They are trying to market this as "stoner rock" but that's such a puny term. It should surely appeal to blissed-out fans of that subgenre, but The Quill can pull in fans of early 90's stuff like Nirvana and of course Soundgarden as well as graybeards who remember the heyday of Led Zep, Bad Company, Purple, BOC, et al. Plus there's the gritty heaviness that fans of bands like COC, Down and Soil can dig. It's got its roots in the 70's but the production and energy levels are what we've come to expect in the new millennium. "Voodoo Caravan" is sonically perfect and bursting with killer guitar solos of all types, thunderous drumbeat, that classic Hammond B-3 organ sound and of course the angelic vocals of Ekvall. Once in a while, these guys get a little carried away with their jamming but that's a teeny tiny complaint. I can't recommend this multi-faceted, diverse and HEAVY rock record enough...

● **ASSIGNMENT**
Write the next part of the review of The Quill's "Voodoo Caravan," picking up after its last sentence. The material that comes next is separate from the review of The Quill's "Voodoo Caravan."

● **EXTRACTED ENTRIES**
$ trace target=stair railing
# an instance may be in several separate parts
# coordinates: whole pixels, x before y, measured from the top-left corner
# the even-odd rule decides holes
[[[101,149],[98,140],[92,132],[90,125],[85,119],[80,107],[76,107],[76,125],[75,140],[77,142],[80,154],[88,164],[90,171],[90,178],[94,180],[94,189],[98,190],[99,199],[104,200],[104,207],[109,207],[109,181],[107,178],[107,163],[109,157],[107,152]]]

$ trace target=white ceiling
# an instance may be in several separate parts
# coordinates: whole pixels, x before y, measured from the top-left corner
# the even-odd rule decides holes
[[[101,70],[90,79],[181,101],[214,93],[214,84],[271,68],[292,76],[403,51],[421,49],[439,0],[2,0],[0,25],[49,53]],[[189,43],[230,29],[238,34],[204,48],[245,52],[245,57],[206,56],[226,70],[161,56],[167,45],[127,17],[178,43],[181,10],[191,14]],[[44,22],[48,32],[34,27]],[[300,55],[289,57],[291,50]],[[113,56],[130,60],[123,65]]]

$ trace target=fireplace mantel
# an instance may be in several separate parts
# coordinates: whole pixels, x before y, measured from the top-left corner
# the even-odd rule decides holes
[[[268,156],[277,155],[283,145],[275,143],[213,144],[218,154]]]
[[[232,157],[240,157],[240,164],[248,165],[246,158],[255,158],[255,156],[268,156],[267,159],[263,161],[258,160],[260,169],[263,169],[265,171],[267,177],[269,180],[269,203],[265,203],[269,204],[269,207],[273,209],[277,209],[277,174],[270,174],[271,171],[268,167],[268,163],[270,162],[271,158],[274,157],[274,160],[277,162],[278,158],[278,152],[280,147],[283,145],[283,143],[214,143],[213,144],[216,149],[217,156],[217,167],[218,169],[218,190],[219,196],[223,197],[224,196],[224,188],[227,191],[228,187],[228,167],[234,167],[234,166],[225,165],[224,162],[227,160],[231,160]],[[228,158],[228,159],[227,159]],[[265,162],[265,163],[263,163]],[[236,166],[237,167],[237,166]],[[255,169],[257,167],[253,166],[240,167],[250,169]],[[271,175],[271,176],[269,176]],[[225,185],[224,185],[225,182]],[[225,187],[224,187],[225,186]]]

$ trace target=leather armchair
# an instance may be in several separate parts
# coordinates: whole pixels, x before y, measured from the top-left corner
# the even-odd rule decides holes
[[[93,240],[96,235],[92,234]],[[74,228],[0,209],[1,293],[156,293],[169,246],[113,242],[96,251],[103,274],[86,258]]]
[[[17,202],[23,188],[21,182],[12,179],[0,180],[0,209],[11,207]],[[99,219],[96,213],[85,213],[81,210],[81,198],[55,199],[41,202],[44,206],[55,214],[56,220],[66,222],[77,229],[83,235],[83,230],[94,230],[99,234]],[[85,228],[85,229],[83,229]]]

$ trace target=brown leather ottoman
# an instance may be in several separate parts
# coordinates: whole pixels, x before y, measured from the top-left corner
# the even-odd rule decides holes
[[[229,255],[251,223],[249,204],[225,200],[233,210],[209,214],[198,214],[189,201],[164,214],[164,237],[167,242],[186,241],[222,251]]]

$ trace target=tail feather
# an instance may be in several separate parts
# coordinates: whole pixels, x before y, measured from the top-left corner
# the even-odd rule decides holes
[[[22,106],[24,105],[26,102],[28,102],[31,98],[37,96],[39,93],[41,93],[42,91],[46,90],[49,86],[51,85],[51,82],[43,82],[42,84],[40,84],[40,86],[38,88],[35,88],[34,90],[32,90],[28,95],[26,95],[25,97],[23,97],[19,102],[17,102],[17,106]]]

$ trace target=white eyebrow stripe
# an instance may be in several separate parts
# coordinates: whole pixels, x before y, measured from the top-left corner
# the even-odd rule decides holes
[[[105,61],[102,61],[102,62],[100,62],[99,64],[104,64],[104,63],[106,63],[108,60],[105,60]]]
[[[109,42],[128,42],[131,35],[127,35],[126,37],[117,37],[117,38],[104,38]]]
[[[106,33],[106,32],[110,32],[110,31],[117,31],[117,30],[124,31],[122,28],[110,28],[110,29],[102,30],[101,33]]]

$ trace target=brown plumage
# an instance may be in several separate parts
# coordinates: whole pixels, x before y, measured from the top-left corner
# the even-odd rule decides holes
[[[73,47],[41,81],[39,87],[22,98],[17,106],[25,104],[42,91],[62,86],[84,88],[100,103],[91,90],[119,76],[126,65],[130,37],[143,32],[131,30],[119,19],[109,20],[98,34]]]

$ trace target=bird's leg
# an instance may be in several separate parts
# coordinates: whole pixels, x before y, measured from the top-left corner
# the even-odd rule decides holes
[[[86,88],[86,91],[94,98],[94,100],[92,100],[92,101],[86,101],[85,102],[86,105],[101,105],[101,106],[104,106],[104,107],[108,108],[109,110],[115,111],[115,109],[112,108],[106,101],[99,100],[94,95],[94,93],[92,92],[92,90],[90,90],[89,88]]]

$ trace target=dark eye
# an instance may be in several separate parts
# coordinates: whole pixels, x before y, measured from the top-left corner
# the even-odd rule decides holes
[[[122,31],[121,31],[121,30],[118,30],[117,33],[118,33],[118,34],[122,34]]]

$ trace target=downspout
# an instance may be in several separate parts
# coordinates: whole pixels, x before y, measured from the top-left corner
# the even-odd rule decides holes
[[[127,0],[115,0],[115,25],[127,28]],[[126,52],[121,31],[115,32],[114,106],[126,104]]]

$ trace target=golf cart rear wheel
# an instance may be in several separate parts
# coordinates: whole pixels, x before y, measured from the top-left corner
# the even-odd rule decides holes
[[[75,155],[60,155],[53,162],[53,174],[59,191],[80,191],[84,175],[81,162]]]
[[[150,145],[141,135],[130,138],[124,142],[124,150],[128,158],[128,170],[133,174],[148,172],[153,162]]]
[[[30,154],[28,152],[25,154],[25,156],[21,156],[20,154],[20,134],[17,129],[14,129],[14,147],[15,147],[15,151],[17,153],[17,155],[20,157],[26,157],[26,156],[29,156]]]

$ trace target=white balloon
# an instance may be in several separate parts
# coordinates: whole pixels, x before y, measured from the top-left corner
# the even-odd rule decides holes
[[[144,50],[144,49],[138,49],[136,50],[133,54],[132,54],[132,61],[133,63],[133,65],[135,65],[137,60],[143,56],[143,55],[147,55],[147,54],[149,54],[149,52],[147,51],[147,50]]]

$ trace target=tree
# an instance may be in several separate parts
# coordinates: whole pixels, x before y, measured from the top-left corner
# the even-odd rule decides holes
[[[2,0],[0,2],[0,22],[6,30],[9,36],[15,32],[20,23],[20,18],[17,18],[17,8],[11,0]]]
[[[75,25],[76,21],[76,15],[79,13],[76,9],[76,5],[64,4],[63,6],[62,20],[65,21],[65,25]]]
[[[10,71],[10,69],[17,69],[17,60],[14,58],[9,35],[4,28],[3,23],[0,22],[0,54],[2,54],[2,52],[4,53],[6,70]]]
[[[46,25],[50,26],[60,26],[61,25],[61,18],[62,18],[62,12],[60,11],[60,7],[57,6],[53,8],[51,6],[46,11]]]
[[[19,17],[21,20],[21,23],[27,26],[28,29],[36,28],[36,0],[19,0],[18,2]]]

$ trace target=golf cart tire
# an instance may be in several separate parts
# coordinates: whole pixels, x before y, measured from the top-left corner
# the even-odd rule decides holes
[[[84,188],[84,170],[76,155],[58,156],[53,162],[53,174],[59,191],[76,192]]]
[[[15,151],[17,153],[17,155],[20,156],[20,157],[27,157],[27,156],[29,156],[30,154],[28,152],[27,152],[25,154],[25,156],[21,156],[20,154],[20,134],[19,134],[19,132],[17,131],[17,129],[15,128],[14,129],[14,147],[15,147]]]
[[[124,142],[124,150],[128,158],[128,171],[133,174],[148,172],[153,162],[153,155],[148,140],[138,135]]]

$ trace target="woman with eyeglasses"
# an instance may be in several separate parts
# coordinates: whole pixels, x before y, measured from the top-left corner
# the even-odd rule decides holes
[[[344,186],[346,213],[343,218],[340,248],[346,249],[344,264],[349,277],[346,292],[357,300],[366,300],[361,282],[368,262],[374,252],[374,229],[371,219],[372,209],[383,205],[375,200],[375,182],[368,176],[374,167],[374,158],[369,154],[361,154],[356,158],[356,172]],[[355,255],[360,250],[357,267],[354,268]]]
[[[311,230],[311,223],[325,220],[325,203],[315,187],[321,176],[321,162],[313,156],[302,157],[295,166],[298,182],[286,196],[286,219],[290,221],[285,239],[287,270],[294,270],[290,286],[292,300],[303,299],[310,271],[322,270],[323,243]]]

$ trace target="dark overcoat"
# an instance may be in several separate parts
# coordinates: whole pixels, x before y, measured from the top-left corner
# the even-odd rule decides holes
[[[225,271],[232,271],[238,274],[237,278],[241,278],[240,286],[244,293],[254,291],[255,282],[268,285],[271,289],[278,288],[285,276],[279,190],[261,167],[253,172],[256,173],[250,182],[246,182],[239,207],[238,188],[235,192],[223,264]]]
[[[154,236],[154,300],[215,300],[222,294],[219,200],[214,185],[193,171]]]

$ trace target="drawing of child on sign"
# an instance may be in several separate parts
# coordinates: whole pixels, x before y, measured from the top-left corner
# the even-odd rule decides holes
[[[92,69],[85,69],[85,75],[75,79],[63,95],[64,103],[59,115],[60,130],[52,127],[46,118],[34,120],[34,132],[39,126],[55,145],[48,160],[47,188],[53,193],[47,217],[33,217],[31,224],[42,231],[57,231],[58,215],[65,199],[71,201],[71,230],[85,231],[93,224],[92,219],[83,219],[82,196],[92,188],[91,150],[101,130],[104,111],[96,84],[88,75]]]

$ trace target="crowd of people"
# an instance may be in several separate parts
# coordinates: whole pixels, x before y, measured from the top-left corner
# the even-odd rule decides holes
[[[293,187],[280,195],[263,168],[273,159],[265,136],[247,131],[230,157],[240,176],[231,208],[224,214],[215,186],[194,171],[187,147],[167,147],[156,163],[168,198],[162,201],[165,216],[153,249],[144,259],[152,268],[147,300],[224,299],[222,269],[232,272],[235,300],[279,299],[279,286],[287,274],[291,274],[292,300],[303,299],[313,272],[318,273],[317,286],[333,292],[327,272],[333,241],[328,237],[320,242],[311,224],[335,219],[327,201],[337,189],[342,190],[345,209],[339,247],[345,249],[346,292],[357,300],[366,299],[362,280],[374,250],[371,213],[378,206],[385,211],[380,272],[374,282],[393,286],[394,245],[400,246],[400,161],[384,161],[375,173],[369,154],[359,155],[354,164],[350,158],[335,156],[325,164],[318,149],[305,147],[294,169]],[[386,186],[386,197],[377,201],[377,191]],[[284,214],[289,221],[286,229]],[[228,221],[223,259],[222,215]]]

● **EXERCISE ANSWER**
This review is available in book format (hardcover and paperback) in Music Street Journal: 2002 Year Book Volume 2 at

Track by Track Review
Voodoo Caravan
And away we go! After a brief excerpt of voodoo chanting, this will kick your face in with raw power right away! Way too energetic and snappy to be called stoner music, this is the kind of song you put in the tape deck as you cruise the highways at 100 mph. The purity of Ekvall's voice, the slicing force of the guitars - this is great, great stuff.
Sell No Soul
The heaviness and electric fury continue with this up-tempo crunchy rocker that has overtones of Sabbath and Purple. It doesn't let up for a minute. It is one of the heaviest rockers on the disc.
Shapes of Afterlife
The pace drops to mid-tempo here but God, what a catchy, dirty riff that rolls along like that dusty, evil truck in the movie "Duel". It includes cool guitar jamming and a mid-song bit where things cool down a little. I can't praise Magnus Ekvall's vocal prowess enough. This is pretty close to the typical stoner rock vibe but very well done.
Until Earth is Bitter Gone
The spirit of Soundgarden shrouds this mysterious track, which begins with mellow, watery guitar tones reminiscent of Soundgarden's classic "Black Hole Sun" tune. It's pretty psychedelic but then heavies up into a sludgy powerful jam.
Wade Across the Mighty River
This is a folky, bluesy romp similar to some of the stuff Led Zeppelin did on their "III" album. It's the least heavy track on the album, but it's fairly brief and possesses an infectious quality.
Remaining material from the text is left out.